Records from a data collection
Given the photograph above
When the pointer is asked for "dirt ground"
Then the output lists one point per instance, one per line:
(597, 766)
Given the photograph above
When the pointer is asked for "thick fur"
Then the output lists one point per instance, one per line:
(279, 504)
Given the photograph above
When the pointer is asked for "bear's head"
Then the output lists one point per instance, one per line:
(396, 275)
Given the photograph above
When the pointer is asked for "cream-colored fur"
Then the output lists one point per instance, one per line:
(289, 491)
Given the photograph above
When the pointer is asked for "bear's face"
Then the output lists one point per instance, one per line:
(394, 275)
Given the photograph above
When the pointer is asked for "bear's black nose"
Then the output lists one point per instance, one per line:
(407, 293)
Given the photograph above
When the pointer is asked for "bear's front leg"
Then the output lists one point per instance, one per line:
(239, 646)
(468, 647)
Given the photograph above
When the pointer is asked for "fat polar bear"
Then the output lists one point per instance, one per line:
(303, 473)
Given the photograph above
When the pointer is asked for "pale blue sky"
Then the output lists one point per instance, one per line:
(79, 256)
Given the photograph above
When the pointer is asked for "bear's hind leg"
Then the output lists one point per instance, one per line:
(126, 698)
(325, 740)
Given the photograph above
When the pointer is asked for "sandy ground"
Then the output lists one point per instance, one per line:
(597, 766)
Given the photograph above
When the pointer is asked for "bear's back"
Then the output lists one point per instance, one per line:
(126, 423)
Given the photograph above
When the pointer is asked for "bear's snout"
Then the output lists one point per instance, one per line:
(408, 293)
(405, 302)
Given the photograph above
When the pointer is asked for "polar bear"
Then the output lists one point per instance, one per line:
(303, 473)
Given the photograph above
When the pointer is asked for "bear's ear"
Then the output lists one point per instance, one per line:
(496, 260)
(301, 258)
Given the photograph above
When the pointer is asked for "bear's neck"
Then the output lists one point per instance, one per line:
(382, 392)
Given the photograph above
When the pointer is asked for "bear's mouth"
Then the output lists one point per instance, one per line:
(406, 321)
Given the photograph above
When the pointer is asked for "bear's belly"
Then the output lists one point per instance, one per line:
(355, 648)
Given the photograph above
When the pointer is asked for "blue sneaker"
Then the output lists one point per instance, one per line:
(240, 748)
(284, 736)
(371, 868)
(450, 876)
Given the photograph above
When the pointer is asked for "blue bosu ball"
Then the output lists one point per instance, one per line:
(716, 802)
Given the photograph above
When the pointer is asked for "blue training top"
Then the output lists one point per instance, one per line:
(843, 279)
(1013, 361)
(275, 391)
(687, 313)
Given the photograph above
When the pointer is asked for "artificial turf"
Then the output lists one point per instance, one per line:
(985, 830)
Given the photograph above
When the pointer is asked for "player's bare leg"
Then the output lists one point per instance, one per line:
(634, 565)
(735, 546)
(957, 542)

# Task requirements
For the entries above, state how many lines contain the word "ground". Provide the number by itself.

# Task result
2